◆ **ENUNCIADO**
Reproduzca íntegramente y sin ninguna alteración el fragmento sobre la hipervigilancia ante el peligro.

◆ **FRAGMENTO SELECCIONADO**

====

Los efectos de esta hipervigilancia constante hacia el peligro son que tendemos a sobreestimarlo; el miedo aumenta, nos atenaza, nos obsesionamos, nos deprimimos, nos vemos vulnerables e incapaces de hacer frente a las amenazas.
Ante este panorama, intentamos resolver la situación mediante nuestra respuesta atávica. La única salida que conocemos para calmarnos y sentirnos seguros, la que nos sirvió en el pasado, seguir buscando información negativa. Queremos saber más, necesitamos saber más. Nuestro círculo de negatividad se convierte en una espiral de la que cada vez nos cuesta más trabajo salir.
Imagina a un gorrión que desde la seguridad de su nido contemplase ansiosamente el cielo de manera indefinida, día y noche, temiendo que apareciese un ave rapaz. Imagina que este pajarillo dejase de salir a buscar alimento, relacionarse, volar, ante la posibilidad de un ataque. Sería algo paradójico, para evitar que le maten, se dejaría morir. Es un comportamiento difícil de ver en la naturaleza.

====

◆ **CONJUNTO DE DATOS**

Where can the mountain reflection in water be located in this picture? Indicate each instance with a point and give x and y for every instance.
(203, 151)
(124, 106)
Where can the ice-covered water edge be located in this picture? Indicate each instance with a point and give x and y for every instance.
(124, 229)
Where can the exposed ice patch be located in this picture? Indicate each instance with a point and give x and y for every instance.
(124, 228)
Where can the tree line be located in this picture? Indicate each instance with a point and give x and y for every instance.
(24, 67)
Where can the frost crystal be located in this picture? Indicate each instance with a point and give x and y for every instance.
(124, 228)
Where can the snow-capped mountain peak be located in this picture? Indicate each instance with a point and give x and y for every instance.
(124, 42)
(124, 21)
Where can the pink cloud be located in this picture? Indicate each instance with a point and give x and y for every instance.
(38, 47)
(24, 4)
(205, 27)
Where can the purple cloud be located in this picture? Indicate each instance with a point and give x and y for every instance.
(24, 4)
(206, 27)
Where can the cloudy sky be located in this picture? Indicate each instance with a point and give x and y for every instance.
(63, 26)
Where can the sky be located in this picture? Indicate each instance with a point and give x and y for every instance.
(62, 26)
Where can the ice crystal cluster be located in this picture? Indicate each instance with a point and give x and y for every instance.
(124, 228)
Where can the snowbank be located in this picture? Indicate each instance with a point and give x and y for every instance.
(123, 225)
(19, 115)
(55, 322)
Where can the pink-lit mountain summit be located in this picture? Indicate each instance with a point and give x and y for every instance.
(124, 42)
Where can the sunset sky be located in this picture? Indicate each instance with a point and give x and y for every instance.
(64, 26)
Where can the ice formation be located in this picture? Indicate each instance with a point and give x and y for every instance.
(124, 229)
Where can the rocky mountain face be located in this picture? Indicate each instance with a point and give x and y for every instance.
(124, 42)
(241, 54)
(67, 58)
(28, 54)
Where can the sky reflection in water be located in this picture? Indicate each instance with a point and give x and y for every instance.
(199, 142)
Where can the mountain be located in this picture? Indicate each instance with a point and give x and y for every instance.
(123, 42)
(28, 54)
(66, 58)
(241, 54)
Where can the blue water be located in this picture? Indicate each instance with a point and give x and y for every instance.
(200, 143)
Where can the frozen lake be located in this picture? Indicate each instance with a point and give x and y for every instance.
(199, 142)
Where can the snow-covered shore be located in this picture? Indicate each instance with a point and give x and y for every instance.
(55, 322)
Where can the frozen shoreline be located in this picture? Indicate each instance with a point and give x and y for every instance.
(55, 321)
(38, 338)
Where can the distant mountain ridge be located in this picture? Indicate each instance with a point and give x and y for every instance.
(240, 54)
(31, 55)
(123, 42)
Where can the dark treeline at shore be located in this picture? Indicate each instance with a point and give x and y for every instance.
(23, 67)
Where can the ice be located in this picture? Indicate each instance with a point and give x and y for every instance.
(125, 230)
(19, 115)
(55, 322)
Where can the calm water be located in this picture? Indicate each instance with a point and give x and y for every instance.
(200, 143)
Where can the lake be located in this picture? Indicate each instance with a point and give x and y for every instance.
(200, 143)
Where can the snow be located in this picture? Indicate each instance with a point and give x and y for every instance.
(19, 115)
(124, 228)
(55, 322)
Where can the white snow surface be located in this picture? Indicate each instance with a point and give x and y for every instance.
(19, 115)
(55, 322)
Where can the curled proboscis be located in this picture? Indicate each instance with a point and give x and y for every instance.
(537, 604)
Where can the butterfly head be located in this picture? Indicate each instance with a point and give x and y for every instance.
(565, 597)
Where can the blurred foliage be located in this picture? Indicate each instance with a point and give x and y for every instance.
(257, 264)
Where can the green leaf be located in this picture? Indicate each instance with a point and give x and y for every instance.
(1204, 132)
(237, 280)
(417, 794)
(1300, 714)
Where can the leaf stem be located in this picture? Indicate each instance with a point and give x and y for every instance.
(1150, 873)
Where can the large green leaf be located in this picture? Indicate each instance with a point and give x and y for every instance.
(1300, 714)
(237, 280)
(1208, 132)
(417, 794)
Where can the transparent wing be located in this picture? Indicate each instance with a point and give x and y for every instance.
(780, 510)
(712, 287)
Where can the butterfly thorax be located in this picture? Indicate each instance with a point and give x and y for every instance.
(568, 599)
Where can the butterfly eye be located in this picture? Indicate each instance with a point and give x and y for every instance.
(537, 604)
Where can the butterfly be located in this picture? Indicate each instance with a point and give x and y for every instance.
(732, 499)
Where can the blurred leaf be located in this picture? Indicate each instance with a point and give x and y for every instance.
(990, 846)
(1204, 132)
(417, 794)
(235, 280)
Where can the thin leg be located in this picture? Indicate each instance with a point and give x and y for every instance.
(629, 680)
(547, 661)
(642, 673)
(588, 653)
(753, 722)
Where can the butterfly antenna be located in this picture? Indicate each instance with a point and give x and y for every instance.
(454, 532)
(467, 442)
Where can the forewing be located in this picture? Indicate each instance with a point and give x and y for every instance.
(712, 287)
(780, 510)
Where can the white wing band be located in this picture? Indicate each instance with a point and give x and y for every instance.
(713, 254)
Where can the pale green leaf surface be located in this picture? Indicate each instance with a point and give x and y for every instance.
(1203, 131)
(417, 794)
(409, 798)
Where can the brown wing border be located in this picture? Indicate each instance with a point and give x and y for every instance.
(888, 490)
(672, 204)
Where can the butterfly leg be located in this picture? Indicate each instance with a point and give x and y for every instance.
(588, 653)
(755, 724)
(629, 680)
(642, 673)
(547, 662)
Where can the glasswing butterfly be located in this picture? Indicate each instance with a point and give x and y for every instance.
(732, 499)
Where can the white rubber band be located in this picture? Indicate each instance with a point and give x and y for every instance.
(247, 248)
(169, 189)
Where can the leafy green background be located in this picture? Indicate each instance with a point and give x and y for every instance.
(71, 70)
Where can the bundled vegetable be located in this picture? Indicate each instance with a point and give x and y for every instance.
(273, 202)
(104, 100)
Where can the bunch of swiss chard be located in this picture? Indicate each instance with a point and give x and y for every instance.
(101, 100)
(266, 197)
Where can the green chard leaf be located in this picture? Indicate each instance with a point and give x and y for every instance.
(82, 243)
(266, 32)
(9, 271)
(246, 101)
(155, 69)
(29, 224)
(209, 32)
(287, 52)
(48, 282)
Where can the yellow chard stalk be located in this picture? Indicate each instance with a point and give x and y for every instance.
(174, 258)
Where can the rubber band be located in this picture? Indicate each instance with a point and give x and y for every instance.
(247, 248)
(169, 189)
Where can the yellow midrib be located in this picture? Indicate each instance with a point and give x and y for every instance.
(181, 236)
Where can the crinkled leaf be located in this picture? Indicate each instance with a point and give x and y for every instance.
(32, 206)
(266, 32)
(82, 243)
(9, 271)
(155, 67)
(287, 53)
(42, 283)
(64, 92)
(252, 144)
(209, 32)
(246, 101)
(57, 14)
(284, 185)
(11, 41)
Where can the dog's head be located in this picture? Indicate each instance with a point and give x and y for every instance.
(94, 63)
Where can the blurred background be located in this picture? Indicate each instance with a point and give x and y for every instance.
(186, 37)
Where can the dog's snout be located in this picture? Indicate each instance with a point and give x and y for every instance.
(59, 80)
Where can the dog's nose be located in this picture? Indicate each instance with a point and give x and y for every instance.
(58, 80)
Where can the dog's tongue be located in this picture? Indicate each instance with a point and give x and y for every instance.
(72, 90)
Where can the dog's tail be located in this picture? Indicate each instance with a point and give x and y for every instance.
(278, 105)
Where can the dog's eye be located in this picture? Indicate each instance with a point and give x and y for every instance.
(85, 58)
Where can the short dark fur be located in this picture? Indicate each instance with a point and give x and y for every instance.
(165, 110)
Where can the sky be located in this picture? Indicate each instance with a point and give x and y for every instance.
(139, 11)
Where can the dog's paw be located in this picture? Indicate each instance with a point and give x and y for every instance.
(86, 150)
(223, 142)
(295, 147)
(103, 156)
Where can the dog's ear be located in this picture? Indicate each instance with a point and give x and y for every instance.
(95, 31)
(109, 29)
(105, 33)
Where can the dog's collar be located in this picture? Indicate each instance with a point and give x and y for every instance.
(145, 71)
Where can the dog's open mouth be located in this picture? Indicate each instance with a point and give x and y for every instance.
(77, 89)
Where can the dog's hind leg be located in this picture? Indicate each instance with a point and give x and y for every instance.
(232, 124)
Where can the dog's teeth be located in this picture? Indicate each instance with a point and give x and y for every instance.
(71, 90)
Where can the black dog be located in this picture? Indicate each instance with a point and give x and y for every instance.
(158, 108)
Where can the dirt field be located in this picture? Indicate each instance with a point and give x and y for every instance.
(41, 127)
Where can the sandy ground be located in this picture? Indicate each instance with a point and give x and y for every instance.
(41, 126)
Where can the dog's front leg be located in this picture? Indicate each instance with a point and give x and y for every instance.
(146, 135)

====

◆ **SOLUCIÓN**
Los efectos de esta hipervigilancia constante hacia el peligro son que tendemos a sobreestimarlo; el miedo aumenta, nos atenaza, nos obsesionamos, nos deprimimos, nos vemos vulnerables e incapaces de hacer frente a las amenazas.
Ante este panorama, intentamos resolver la situación mediante nuestra respuesta atávica. La única salida que conocemos para calmarnos y sentirnos seguros, la que nos sirvió en el pasado, seguir buscando información negativa. Queremos saber más, necesitamos saber más. Nuestro círculo de negatividad se convierte en una espiral de la que cada vez nos cuesta más trabajo salir.
Imagina a un gorrión que desde la seguridad de su nido contemplase ansiosamente el cielo de manera indefinida, día y noche, temiendo que apareciese un ave rapaz. Imagina que este pajarillo dejase de salir a buscar alimento, relacionarse, volar, ante la posibilidad de un ataque. Sería algo paradójico, para evitar que le maten, se dejaría morir. Es un comportamiento difícil de ver en la naturaleza.